Today, I ran into a "funny" situation where I got caught by my own mail server and DNS configuration. Actually, I'm referring to the Sender Policy Framework (SPF) and it disallowed that an email would have been delivered on my behalf.
Delivery Status Notification
Earlier on I wanted to share a document on OneDrive with my client, and was surprised that he didn't get any invitation by email within the usual 5 to 10 minutes. Well, it turned out that the email had been declined with a Delivery Status Notification (SMTP 550):
Reporting-MTA: dns;DUB004-OMC2S4.hotmail.com Received-From-MTA: dns;DUB131-DS14 Arrival-Date: Fri, 12 Dec 2014 03:22:13 -0800 Final-Recipient: rfc822;firstname.lastname@example.org Action: failed Status: 5.7.1 Diagnostic-Code: smtp;550 5.7.1 <email@example.com>: Recipient address rejected: Please see https://www.openspf.net/Why?s=mfrom;id=....
SPF is configured via DNS
Although SPF is used for mail transfers it is configured in the DNS records of a domain. There you should specify an SPF record, or at least a TXT record with similar content to this:
v=spf1 a mx a:kirstaetter.name ptr:smtp.kirstaetter.name mx:smtp.kirstaetter.name -all
The explanation of the various mechanisms for the configuration of an outbound mail server is available in the Sender Policy Framework Record Syntax. And it is actually not too hard to learn and apply.
Rather be safe than sorry
In case that you didn't configure SPF for your domain(s) yet. Please, go ahead and do yourself and mainly other internauts a favour and set-up your DNS records accordingly. It doesn't take that much time but improves your reputation as an outbound mail host.

------------------------------------

Translate this sentence from the text on SPF into Spanish: "Although SPF is used for mail transfers it is configured in the DNS records of a domain." The records have nothing to do with the text on SPF.

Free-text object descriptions
------------------------------------

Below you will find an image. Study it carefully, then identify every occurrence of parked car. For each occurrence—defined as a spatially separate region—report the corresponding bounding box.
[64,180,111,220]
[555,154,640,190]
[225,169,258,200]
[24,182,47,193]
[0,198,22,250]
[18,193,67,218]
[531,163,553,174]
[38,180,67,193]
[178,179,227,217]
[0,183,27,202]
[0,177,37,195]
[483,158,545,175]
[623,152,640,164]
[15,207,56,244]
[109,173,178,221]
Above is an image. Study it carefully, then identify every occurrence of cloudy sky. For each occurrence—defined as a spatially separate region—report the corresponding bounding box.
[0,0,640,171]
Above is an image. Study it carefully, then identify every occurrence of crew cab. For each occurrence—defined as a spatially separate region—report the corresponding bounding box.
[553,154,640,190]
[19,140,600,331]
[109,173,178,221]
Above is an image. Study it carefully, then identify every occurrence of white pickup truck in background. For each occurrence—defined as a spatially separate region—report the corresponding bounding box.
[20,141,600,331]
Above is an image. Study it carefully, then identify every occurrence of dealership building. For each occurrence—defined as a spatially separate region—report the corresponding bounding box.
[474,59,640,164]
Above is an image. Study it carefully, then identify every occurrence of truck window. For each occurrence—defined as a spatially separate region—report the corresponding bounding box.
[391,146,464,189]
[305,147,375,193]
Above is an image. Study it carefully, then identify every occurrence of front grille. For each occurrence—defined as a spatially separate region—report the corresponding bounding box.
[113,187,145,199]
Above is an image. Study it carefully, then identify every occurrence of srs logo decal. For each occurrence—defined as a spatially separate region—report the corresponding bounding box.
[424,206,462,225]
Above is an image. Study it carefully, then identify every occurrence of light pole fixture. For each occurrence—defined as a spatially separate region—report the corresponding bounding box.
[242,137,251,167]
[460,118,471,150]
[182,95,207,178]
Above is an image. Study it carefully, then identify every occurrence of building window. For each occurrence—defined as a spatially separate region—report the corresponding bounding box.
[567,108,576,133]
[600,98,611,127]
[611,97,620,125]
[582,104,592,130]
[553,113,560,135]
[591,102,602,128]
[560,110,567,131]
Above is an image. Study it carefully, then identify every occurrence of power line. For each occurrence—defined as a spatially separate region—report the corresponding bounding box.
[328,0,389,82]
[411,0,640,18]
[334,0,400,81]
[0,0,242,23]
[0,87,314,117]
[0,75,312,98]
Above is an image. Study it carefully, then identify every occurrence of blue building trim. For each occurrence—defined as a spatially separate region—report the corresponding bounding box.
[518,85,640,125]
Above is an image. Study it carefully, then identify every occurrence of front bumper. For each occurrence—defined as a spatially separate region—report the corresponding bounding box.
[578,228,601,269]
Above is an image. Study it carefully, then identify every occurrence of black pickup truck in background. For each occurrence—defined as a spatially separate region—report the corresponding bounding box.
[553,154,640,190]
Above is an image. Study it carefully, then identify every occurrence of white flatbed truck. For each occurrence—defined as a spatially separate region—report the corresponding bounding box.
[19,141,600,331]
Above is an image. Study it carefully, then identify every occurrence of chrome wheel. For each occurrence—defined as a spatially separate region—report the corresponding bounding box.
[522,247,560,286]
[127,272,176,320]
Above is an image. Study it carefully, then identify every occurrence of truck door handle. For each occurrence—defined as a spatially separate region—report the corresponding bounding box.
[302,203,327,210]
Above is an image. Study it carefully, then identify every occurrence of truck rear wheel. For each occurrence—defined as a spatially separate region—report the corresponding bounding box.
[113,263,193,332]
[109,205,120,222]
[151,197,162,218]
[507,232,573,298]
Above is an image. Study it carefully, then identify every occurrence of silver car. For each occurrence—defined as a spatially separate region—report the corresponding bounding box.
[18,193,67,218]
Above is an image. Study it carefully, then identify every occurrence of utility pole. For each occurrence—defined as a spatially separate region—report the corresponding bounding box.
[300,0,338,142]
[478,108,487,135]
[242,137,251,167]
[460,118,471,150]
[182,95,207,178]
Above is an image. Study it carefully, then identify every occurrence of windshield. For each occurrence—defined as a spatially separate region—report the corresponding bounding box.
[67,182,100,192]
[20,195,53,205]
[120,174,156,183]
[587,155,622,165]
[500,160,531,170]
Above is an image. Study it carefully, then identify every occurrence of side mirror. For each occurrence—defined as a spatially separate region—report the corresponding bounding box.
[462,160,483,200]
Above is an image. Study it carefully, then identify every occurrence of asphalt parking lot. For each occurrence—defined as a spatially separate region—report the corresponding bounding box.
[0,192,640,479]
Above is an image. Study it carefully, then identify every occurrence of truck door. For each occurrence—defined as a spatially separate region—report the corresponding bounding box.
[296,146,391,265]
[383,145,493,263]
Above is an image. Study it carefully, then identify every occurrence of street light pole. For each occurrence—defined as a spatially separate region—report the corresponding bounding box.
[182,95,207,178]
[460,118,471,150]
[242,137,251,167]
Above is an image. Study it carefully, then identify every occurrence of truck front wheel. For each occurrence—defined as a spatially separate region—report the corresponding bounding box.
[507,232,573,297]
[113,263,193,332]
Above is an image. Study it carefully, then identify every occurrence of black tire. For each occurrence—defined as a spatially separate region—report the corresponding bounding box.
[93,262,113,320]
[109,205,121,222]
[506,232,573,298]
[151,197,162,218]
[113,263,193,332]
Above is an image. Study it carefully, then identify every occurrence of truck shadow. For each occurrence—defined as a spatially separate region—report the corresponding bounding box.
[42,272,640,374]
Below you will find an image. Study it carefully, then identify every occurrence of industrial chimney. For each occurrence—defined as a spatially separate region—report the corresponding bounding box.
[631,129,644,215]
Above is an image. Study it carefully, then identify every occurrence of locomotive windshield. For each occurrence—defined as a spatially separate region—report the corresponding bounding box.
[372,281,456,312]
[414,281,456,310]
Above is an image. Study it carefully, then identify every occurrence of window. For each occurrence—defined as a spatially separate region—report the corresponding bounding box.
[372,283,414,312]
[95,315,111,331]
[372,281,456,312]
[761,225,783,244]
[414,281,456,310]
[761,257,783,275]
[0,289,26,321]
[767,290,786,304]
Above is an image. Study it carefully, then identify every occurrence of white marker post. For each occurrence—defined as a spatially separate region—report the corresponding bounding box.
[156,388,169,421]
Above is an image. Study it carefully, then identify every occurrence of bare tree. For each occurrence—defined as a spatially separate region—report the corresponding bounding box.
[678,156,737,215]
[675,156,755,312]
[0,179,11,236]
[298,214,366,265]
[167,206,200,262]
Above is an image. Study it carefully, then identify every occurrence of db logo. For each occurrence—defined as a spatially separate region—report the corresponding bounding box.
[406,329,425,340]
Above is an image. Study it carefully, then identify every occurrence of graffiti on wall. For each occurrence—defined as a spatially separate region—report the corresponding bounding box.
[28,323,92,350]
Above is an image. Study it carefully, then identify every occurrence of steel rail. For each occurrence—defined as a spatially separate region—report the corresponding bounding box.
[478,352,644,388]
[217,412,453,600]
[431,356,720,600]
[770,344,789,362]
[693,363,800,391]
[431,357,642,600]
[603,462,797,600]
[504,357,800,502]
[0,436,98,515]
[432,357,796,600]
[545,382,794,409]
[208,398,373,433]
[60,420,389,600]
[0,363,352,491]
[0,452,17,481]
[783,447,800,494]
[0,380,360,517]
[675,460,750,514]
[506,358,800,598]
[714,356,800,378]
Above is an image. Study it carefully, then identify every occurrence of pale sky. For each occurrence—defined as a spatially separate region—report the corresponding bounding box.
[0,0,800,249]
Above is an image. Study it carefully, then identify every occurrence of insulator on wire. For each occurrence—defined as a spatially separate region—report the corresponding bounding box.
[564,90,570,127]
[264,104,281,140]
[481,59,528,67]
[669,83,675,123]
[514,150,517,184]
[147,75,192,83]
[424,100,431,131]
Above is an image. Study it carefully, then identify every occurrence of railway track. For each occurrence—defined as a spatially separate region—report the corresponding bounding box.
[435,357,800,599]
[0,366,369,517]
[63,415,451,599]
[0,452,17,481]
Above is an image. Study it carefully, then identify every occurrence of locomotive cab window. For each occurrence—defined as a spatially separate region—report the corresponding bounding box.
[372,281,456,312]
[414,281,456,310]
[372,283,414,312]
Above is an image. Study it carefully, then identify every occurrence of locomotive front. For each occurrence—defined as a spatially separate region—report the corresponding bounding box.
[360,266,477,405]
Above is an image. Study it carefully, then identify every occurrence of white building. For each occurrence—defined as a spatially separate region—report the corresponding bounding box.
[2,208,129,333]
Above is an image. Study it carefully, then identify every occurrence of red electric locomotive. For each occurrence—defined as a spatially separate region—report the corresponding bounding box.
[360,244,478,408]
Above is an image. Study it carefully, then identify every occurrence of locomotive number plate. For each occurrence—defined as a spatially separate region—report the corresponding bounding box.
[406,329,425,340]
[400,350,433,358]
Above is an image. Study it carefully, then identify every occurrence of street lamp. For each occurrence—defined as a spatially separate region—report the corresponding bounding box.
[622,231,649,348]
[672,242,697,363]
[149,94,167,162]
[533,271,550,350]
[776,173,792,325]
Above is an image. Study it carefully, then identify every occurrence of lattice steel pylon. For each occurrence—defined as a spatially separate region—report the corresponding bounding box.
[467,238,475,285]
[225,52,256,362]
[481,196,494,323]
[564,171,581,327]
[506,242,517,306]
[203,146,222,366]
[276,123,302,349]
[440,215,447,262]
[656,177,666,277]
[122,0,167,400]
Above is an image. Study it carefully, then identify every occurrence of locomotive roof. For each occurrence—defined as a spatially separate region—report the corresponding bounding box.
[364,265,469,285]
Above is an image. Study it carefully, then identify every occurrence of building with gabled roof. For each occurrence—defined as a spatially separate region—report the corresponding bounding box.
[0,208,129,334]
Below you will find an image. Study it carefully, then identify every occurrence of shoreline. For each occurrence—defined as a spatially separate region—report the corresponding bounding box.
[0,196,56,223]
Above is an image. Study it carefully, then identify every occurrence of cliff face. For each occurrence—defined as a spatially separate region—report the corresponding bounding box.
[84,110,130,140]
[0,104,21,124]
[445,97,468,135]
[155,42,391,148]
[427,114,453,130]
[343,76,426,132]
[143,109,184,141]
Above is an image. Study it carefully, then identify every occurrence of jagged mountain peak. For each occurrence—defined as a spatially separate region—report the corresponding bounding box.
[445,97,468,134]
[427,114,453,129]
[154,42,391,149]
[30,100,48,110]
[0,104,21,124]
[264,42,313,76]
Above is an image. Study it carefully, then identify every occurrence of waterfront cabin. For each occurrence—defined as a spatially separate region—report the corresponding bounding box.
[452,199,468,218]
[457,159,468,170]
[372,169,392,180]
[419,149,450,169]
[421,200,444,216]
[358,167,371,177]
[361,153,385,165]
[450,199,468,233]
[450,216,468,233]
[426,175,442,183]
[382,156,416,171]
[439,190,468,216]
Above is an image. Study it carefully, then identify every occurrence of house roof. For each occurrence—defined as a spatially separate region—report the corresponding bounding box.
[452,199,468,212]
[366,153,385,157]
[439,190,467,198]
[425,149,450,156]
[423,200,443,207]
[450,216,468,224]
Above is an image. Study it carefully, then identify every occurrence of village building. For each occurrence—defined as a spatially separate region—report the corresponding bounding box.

------------------------------------

Reply
Aunque SPF se utiliza para las transferencias de correo, se configura en los registros DNS de un dominio.